═════ Information given ═════

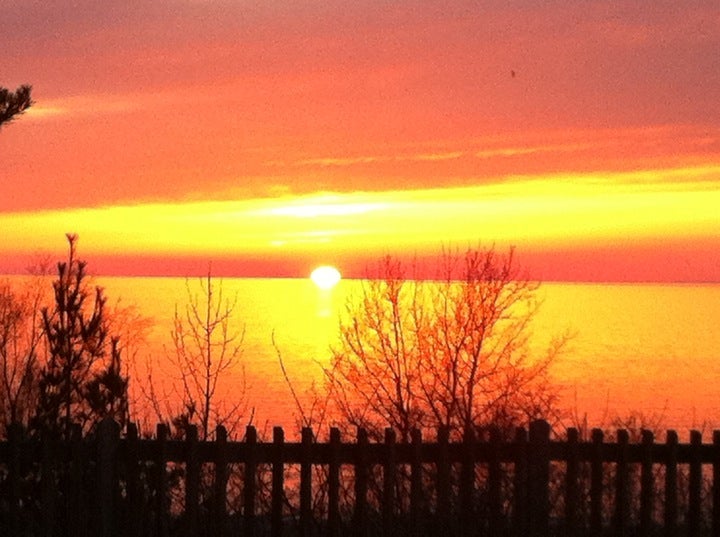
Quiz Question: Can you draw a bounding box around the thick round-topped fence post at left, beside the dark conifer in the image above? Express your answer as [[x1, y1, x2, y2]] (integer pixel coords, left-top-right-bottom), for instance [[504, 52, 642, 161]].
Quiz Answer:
[[98, 417, 120, 537]]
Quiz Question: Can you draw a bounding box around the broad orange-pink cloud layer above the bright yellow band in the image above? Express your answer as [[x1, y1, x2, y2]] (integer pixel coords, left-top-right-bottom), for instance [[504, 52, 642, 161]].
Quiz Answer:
[[0, 0, 720, 218]]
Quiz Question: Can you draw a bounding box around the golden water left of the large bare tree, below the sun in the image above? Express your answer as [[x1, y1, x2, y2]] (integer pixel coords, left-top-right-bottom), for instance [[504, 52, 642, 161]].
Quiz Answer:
[[97, 278, 346, 430]]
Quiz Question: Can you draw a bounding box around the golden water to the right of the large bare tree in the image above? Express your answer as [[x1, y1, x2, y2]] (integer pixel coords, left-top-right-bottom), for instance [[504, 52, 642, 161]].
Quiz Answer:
[[537, 284, 720, 429]]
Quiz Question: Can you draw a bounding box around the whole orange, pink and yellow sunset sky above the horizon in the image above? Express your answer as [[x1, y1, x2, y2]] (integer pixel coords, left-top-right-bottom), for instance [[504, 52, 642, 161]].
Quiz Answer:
[[0, 0, 720, 282]]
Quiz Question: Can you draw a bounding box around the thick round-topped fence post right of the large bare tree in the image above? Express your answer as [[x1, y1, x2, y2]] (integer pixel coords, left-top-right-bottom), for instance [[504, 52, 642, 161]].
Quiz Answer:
[[528, 420, 550, 537]]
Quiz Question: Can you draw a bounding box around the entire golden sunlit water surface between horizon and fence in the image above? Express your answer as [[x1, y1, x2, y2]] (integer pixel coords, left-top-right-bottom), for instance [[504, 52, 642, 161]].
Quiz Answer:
[[1, 277, 720, 430]]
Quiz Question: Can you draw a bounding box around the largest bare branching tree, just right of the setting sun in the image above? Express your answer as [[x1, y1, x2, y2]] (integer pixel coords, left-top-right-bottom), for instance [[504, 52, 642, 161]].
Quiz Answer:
[[325, 249, 567, 442]]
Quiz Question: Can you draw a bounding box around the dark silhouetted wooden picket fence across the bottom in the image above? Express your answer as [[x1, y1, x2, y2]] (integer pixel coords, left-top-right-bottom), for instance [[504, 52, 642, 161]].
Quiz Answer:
[[0, 420, 720, 537]]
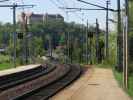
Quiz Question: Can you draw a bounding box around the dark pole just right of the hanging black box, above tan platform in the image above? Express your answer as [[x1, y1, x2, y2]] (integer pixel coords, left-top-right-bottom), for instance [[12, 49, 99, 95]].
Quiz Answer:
[[96, 19, 99, 62]]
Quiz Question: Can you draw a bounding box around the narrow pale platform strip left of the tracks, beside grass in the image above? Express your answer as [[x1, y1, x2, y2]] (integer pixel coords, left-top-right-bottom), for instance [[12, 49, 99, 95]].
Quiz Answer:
[[0, 64, 40, 77]]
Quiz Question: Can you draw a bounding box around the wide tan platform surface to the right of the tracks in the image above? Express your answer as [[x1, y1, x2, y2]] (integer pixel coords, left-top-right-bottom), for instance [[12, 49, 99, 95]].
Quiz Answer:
[[50, 68, 131, 100]]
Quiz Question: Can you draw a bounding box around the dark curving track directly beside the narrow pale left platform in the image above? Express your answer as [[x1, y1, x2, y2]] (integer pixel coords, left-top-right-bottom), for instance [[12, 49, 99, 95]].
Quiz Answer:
[[0, 63, 55, 92]]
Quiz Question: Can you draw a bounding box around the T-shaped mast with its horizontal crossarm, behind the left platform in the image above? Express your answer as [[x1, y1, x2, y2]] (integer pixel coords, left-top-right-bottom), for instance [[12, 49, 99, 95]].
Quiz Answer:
[[0, 3, 35, 67]]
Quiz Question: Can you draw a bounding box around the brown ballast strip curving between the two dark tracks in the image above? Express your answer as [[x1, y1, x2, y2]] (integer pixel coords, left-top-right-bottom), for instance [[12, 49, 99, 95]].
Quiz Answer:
[[0, 63, 69, 100]]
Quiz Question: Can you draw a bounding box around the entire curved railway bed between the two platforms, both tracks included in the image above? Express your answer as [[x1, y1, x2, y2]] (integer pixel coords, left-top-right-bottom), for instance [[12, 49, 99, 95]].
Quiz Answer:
[[0, 62, 81, 100]]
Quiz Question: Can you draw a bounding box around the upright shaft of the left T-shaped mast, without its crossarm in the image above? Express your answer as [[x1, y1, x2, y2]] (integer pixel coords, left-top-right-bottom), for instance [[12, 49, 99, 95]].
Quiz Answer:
[[13, 4, 16, 67]]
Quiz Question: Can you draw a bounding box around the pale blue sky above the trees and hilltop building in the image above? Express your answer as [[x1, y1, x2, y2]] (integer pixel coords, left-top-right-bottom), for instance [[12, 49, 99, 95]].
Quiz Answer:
[[0, 0, 124, 30]]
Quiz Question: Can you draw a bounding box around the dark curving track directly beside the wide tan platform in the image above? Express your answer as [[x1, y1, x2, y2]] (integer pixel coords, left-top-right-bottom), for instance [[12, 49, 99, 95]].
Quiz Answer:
[[16, 65, 81, 100]]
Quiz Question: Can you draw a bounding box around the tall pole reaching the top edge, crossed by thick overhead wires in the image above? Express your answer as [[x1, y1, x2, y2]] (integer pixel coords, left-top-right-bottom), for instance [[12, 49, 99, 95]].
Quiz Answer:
[[105, 1, 109, 59]]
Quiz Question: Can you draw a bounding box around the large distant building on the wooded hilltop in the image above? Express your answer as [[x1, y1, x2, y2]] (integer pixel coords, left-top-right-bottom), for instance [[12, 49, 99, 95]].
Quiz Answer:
[[18, 13, 64, 24]]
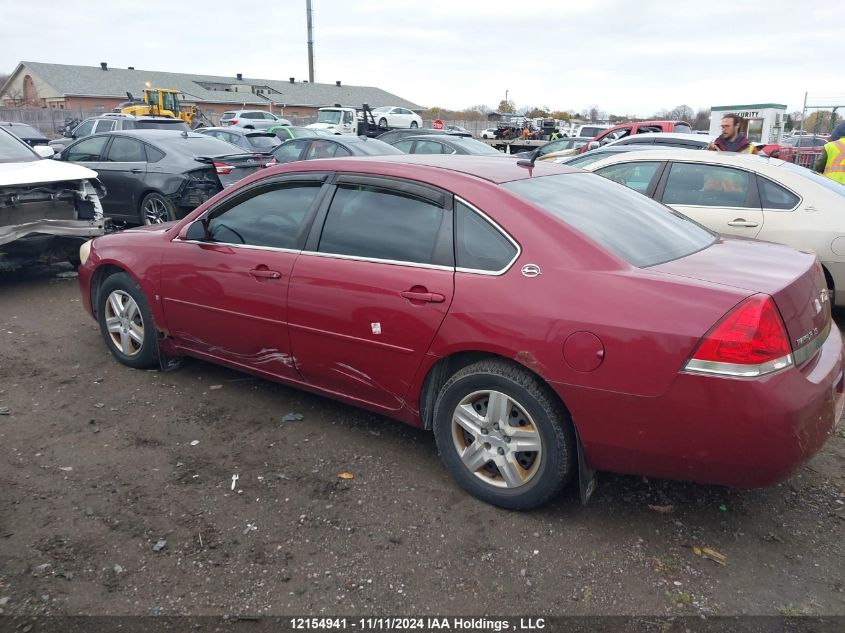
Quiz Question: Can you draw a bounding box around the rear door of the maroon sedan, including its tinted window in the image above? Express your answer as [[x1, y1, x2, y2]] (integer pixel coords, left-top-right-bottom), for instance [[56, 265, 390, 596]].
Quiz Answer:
[[288, 176, 454, 410]]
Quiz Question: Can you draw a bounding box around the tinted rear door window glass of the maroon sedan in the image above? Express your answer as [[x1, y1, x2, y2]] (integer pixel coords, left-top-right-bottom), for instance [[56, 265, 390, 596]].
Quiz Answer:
[[318, 185, 443, 264]]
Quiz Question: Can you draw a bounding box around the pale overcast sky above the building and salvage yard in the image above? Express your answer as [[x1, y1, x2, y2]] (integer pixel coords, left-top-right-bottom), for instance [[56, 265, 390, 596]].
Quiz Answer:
[[0, 0, 845, 116]]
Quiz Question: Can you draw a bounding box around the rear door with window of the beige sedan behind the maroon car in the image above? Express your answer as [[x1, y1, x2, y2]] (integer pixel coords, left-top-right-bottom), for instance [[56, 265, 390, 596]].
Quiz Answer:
[[658, 162, 763, 237]]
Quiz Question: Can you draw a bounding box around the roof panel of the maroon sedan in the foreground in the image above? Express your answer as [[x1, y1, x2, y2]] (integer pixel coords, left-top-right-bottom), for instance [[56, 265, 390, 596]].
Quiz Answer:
[[298, 154, 582, 184]]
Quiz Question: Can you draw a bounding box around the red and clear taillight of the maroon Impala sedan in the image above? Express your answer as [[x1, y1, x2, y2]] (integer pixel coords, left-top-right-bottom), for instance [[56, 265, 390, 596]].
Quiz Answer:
[[684, 295, 793, 377]]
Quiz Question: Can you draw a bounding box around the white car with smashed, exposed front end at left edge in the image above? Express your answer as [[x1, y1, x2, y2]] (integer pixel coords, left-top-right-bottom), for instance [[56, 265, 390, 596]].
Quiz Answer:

═════

To do >> In the copy, include all records verbatim but no images.

Task result >>
Quiz Question: Can you draw a bounding box around the thick round-topped fence post at left, beside the dark conifer in the image above? Express your answer as [[x1, y1, x2, y2]] (integer pixel coords, left-top-right-bottom), for instance [[504, 52, 642, 161]].
Quiz Answer:
[[98, 417, 120, 537]]
Quiz Question: Can you draw a bounding box around the broad orange-pink cloud layer above the bright yellow band in the image above? Express your answer as [[x1, y1, x2, y2]] (integer pixel coords, left-top-right-bottom), for instance [[504, 52, 642, 161]].
Quiz Answer:
[[0, 0, 720, 218]]
Quiz Question: Can you draw a bounding box around the golden water left of the large bare tree, below the sun in the image above? Express your answer as [[x1, y1, x2, y2]] (integer pixel coords, left-top-right-bottom), for instance [[504, 52, 642, 161]].
Quiz Answer:
[[97, 278, 346, 430]]
Quiz Question: Can you draw a bounding box around the golden water to the right of the large bare tree in the image above? Express your answer as [[x1, y1, x2, y2]] (integer pixel coords, left-top-right-bottom), for instance [[504, 52, 642, 161]].
Quiz Answer:
[[537, 284, 720, 429]]
Quiz Question: Can you draw a bounding box around the whole orange, pink and yellow sunset sky above the horizon in the image above? Express your answer as [[x1, y1, x2, y2]] (integer pixel coords, left-top-right-bottom), for instance [[504, 52, 642, 161]].
Quiz Answer:
[[0, 0, 720, 282]]
Quiz Question: Can you draw a bounding box around the thick round-topped fence post right of the large bare tree in the image above? Express your answer as [[x1, y1, x2, y2]] (integer pixel coords, left-top-right-bottom), for instance [[504, 52, 642, 161]].
Quiz Answer:
[[528, 420, 550, 537]]
Quiz Question: Can you draw a bounding box around the entire golden sunlit water surface between horizon and fence in the image above? Express your answer as [[x1, y1, x2, y2]] (integer pixel coords, left-top-right-bottom), for instance [[504, 52, 642, 161]].
Quiz Answer:
[[1, 277, 720, 430]]
Quiz Question: Can you draw a bounding box around the largest bare branching tree, just right of the setting sun in the image above? Express your answer as [[x1, y1, x2, y2]] (integer pixel coords, left-top-right-bottom), for instance [[504, 52, 642, 161]].
Quiz Answer:
[[325, 249, 567, 442]]
Quiz Question: Can you draw a bounding box around the dark silhouetted wooden picket fence across the bottom in the image above? Express your answer as [[x1, y1, x2, y2]] (integer pixel coords, left-top-right-bottom), for instance [[504, 52, 642, 161]].
Quiz Answer:
[[0, 420, 720, 537]]
Quiz Question: Can you draw a bounding box around the dark pole just right of the hanging black box, above tan platform in the image above? Express your answer as [[x1, y1, x2, y2]] (integer pixel coords, left-top-right-bottom), for instance [[12, 49, 99, 95]].
Quiz Answer:
[[96, 19, 99, 62]]
Quiz Question: Can you draw a bounding box around the narrow pale platform strip left of the tracks, beside grass in the image above? Express your answer as [[x1, y1, x2, y2]] (integer pixel coords, left-top-right-bottom), for instance [[12, 49, 99, 95]].
Quiz Answer:
[[0, 64, 40, 77]]
Quiz Question: Can you draw a bounding box around the wide tan platform surface to the right of the tracks in the image above? Express your answer as [[x1, y1, x2, y2]] (integer pixel coords, left-top-right-bottom), for instance [[12, 49, 99, 95]].
Quiz Answer:
[[50, 68, 131, 100]]
Quiz Question: Can you draw a bounding box around the dark curving track directly beside the narrow pale left platform in the image above? Express your answer as [[x1, y1, x2, y2]] (integer pixel coords, left-top-right-bottom), for instance [[12, 49, 99, 95]].
Quiz Answer:
[[0, 63, 55, 92]]
Quiz Question: Can you draw a bounding box around the T-shaped mast with its horizontal crossarm, behind the left platform in the image above? Express your answer as [[x1, y1, x2, y2]] (integer pixel coords, left-top-right-bottom), for instance [[12, 49, 99, 95]].
Quiz Answer:
[[0, 3, 35, 67]]
Quiz Question: Can you draw a bounding box around the brown ballast strip curving between the two dark tracks in the image above? Express your answer as [[x1, y1, x2, y2]] (integer pixel coords, left-top-right-bottom), for instance [[12, 49, 99, 95]].
Quiz Answer:
[[0, 63, 69, 100]]
Quiz Question: Can you draw a bounding box around the entire curved railway bed between the two platforms, both tracks included in the image above? Express your answer as [[x1, y1, x2, y2]] (integer pixel coords, left-top-right-bottom), for instance [[12, 49, 99, 95]].
Quiz Answer:
[[0, 62, 81, 100]]
Quiz Question: Can you draw a bounding box around the upright shaft of the left T-shaped mast, without its crossarm in the image above? Express your answer as [[x1, y1, x2, y2]] (integer pixel coords, left-top-right-bottom), for instance [[12, 49, 99, 95]].
Quiz Answer:
[[13, 4, 16, 67]]
Quiz Question: Can you draw a bounding box around the pale blue sky above the trees and hilltop building in the image above? Express your answer as [[x1, y1, x2, y2]] (integer pixel coords, left-top-right-bottom), for instance [[12, 49, 99, 95]].
Quiz Answer:
[[0, 0, 124, 30]]
Quiz Question: Can you draw a bounding box around the dark curving track directly beside the wide tan platform in the image above? Express your answer as [[x1, y1, x2, y2]] (integer pixel coords, left-top-right-bottom), for instance [[12, 49, 99, 95]].
Quiz Answer:
[[16, 65, 81, 100]]
Quiz Question: Can you draw a bounding box around the tall pole reaching the top edge, crossed by thick overhead wires in the image above? Express your answer as [[x1, y1, x2, y2]] (integer pixel coords, left-top-right-bottom), for instance [[12, 49, 99, 95]].
Quiz Answer:
[[105, 1, 109, 59]]
Quiz Question: Can you draw a bounding box around the large distant building on the wooded hilltop in the image above? Express your answer as [[x1, y1, x2, y2]] (integer pixel coords, left-top-right-bottom), for instance [[12, 49, 99, 95]].
Quiz Answer:
[[18, 13, 64, 24]]
Quiz Question: Can you draw a bounding box around the rear door of the maroon sedan, including its tinted window in the image above? Express your answer as [[x1, y1, x2, y2]] (integer pixel coords, left-top-right-bottom), for instance [[56, 265, 390, 596]].
Quiz Answer:
[[288, 176, 454, 410]]
Quiz Question: Can you draw a bounding box around the tinted rear door window glass of the maroon sedan in the image above? Express your answer as [[x1, y1, x2, y2]] (integer pixel coords, left-top-right-bottom), for instance [[56, 265, 390, 596]].
Quiz Answer:
[[318, 185, 443, 264]]
Quiz Question: Can you draw a bounding box around the pale overcast sky above the building and salvage yard in the image above? Express your answer as [[x1, y1, x2, y2]] (integer pixel coords, left-top-right-bottom), for instance [[56, 265, 390, 596]].
Quiz Answer:
[[0, 0, 845, 116]]
Quiz Question: Can you draw a bounding box around the rear door with window of the beige sedan behind the maroon car in the image above? Express your answer as [[x1, y1, x2, y2]] (integer pixel coords, left-top-right-bottom), for instance [[56, 265, 390, 596]].
Quiz Answer:
[[658, 162, 763, 237]]
Quiz Question: Can you draw a bounding box around the roof panel of the maroon sedan in the foreground in the image above? Express your answer as [[x1, y1, x2, y2]] (integer pixel coords, left-top-right-bottom), for instance [[56, 265, 390, 596]].
Quiz Answer:
[[298, 154, 582, 184]]
Quiz Question: Can you draw a bounding box around the red and clear taillight of the maroon Impala sedan in the image above? Express your answer as [[x1, y1, x2, y2]] (integer pixel coords, left-top-right-bottom), for instance [[56, 265, 390, 596]].
Quiz Answer:
[[684, 295, 793, 377]]
Quiz Question: Can you draw a bounding box around the white car with smashed, exposed front end at left edge in the image above? Express your answer as [[x1, y1, x2, y2]] (integer pixel coords, left-top-right-bottom), for instance [[56, 265, 390, 596]].
Quiz Answer:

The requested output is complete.